[Written problem 1]
Resize the listing below, starting at the line with "Each instance of the monkey's" and running through the end of the listing, both ends included. Give only those lines again, requests included, with every coordinate in the outlines multiplied by 0.45 and rounded to whole numbers, halves rounded up.

[Selected text]

:::

PPP Chairman Bilawal Bhutto-Zardari on Monday approached the Supreme Court for live streaming of proceedings on a presidential reference seeking to revisit the controversial death sentence awarded to former prime minister Zulfikar Ali Bhutto.

A nine-member larger bench of the Supreme Court will take up the reference tomorrow (Dec 12).

Headed by Chief Justice of Pakistan (CJP) Qazi Faez Isa, the larger bench will consist of Justice Sardar Tariq Masood, Justice Syed Mansoor Ali Shah, Justice Yahya Afridi, Justice Amin-ud-Din Khan, Justice Jamal Khan Mandokhel, Justice Muhammad Ali Mazhar, Justice Syed Hasan Azhar Rizvi and Justice Musarrat Hilali.

The reference was filed on behalf of former president Asif Ali Zardari on April 2, 2011, for an opinion on revisiting the death sentence awarded to the former premier under the Supreme Court’s advisory jurisdiction.

Today, Bilawal, through his lawyer Farooq H. Naek, filed a petition in the top court requesting that the hearing of the case should be “live/on-air” so that the entire country could hear it.

“The reference was filed by the then president of Pakistan namely Asif Ali Zardari, who is the father of the present applicant, hence, the applicant is the son of Mohtarma Benazir Bhutto and the grandson of Zulfiqar Ali Bhutto, who was the founder of the Pakistan People’s Party and a great leader of unprecedented scale, caliber, and character,” the plea, copy of which is available with Dawn.com, said.

:::

[Exercise material]
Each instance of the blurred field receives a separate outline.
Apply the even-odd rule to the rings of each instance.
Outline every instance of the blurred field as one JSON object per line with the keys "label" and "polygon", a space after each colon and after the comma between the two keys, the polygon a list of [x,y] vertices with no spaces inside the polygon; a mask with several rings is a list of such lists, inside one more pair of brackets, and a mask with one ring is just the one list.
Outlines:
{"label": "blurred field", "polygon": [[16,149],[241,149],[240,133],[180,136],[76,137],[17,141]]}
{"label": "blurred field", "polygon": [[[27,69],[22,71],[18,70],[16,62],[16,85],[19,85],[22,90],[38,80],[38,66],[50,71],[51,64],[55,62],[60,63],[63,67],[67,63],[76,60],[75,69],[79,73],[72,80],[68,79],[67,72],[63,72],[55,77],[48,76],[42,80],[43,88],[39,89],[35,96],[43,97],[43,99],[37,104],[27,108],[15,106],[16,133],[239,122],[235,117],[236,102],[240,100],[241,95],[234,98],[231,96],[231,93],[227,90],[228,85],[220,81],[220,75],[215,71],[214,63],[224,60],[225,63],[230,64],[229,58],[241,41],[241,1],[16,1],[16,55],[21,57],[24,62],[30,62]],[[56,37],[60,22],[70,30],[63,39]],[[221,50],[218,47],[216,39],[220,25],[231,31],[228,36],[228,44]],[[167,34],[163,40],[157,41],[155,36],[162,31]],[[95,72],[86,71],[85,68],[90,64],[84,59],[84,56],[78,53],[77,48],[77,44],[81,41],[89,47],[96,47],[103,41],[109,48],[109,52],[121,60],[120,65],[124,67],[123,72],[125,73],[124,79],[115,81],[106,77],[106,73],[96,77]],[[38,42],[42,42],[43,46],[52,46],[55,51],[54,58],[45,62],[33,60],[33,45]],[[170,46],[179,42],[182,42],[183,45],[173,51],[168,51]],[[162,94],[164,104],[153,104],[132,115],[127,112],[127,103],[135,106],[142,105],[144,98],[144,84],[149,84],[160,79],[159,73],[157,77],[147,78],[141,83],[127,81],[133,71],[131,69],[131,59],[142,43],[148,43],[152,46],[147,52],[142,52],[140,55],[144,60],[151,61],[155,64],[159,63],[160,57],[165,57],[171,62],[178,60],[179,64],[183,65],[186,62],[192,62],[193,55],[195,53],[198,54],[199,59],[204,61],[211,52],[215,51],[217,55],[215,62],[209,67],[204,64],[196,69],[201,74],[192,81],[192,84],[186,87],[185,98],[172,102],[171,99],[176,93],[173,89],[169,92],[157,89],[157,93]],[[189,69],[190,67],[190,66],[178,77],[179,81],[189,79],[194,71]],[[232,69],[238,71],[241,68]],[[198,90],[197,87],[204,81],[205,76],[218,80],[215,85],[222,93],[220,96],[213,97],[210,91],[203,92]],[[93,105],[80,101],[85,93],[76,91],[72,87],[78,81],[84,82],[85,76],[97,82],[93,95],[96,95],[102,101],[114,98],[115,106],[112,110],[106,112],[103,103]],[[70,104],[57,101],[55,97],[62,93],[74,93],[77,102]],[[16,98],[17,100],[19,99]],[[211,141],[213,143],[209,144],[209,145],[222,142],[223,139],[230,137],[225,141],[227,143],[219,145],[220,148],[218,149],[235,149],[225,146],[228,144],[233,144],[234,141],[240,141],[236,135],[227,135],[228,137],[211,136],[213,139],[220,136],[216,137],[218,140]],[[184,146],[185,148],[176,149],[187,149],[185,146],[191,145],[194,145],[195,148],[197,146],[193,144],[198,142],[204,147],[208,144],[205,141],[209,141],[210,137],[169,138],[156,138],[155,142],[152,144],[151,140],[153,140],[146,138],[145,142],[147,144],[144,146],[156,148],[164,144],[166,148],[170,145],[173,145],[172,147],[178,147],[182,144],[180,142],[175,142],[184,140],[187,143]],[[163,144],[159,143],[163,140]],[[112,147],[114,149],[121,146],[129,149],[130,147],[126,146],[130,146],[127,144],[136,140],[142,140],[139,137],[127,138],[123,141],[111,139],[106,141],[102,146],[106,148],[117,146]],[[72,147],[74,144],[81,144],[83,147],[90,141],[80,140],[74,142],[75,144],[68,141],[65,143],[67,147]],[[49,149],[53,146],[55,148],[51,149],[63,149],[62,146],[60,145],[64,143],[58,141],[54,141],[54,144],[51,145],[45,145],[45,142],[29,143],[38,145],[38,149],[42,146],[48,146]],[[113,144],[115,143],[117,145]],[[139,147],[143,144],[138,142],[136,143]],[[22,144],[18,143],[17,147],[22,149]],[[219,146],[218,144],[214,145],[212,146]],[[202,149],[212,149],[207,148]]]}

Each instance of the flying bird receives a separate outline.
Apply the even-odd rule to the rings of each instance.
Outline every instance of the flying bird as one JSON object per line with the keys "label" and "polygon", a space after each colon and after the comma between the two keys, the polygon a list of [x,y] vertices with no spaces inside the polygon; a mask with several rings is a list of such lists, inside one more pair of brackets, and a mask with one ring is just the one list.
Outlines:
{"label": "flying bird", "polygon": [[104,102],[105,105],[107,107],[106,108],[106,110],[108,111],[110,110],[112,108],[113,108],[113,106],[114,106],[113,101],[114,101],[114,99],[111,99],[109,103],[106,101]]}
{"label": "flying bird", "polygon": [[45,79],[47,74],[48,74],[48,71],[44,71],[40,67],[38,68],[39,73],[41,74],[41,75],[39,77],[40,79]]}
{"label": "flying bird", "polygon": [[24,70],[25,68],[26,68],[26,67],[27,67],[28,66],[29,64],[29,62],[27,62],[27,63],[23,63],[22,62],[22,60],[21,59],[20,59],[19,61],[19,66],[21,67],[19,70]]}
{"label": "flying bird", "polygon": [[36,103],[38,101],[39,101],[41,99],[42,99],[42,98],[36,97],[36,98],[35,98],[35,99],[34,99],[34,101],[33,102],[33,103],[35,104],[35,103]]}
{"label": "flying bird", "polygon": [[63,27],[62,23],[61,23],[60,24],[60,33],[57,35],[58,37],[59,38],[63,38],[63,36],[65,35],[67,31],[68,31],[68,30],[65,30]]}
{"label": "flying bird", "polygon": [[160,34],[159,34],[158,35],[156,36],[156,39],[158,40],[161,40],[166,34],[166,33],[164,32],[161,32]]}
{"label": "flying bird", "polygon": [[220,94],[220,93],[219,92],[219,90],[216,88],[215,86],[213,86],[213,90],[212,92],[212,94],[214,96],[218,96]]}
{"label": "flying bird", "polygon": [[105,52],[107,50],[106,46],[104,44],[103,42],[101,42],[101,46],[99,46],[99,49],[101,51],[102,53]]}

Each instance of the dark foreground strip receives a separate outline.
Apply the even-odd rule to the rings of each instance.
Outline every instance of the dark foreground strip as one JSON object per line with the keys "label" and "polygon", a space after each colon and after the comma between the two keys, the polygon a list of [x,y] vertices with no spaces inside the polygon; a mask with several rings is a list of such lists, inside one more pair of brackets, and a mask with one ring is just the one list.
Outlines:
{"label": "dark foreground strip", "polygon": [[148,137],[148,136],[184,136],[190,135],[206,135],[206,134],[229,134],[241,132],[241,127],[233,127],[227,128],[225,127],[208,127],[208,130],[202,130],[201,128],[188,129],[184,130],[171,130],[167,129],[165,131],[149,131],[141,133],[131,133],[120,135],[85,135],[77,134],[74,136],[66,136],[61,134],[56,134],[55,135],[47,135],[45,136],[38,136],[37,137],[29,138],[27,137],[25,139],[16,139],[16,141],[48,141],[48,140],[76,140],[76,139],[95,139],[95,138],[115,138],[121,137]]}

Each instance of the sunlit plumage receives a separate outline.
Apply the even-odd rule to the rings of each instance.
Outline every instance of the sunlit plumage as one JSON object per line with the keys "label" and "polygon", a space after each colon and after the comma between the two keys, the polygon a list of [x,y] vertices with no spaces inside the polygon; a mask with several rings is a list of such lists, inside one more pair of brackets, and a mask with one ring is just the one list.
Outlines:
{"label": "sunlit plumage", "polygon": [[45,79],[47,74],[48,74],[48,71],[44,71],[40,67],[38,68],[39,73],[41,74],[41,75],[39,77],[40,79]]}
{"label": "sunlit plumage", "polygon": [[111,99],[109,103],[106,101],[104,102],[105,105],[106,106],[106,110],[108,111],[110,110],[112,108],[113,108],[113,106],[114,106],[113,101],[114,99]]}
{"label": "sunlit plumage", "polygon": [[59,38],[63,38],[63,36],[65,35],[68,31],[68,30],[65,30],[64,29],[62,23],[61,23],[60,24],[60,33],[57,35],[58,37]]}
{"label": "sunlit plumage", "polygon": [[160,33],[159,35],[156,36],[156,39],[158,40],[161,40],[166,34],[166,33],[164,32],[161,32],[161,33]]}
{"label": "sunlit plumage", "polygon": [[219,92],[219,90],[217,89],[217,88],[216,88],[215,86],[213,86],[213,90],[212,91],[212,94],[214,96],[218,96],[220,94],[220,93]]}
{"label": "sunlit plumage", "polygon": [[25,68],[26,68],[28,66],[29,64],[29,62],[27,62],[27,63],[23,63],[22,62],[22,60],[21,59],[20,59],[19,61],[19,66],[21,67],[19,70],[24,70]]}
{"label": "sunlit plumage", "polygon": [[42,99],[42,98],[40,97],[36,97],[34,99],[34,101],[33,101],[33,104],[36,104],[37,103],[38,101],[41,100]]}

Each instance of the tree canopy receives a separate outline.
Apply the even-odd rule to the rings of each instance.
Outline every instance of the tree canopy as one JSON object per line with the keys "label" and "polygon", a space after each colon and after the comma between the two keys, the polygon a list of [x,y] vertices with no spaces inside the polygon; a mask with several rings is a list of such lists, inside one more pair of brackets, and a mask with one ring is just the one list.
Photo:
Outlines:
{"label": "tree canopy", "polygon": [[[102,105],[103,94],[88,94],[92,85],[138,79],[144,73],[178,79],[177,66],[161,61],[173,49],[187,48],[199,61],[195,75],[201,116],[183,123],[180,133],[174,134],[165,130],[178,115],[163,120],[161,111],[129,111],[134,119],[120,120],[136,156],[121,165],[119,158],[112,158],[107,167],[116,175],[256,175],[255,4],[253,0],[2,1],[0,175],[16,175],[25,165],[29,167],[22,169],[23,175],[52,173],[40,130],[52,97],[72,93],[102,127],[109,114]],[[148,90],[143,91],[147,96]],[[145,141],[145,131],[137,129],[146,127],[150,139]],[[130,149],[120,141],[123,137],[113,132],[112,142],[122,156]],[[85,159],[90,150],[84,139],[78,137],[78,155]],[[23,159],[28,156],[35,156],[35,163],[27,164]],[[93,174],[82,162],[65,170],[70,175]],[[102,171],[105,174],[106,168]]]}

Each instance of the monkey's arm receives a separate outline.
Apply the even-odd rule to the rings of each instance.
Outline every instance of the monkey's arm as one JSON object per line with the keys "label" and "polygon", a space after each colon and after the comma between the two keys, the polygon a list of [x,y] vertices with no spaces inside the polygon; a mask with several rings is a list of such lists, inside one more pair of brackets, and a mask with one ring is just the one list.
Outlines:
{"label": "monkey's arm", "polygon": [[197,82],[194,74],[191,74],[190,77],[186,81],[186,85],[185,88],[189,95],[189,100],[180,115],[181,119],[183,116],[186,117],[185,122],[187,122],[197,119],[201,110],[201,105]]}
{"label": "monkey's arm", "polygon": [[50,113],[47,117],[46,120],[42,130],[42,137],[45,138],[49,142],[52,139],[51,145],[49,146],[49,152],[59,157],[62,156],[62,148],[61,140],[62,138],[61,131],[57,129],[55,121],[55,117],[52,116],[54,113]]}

:::

[Written problem 2]
In the news item above about the Bhutto reference, why did Bilawal's petition ask for the hearing to be live?

[Result 1]
Each instance of the monkey's arm receives a separate outline.
Apply the even-odd rule to the rings of each instance.
Outline every instance of the monkey's arm as one JSON object per line with the keys "label" and "polygon", a space after each colon and after the comma between the two keys, the polygon a list of [x,y] vertices with no spaces inside the polygon; a mask with several rings is a list of such lists, inside one more pair of brackets, and a mask with one ring is just the one list.
Outlines:
{"label": "monkey's arm", "polygon": [[89,37],[87,33],[86,33],[86,35],[84,36],[84,38],[83,40],[85,43],[85,45],[81,52],[81,54],[82,52],[84,53],[83,55],[84,55],[89,54],[90,50],[90,47]]}
{"label": "monkey's arm", "polygon": [[23,51],[21,53],[21,54],[19,59],[19,62],[20,62],[22,64],[23,63],[23,65],[22,66],[22,68],[27,71],[28,70],[28,67],[27,63],[28,62],[27,59],[26,58],[25,54],[25,53],[23,52],[24,51]]}

[Result 2]
His petition asked for the hearing to be "live/on-air" so that the entire country could hear it.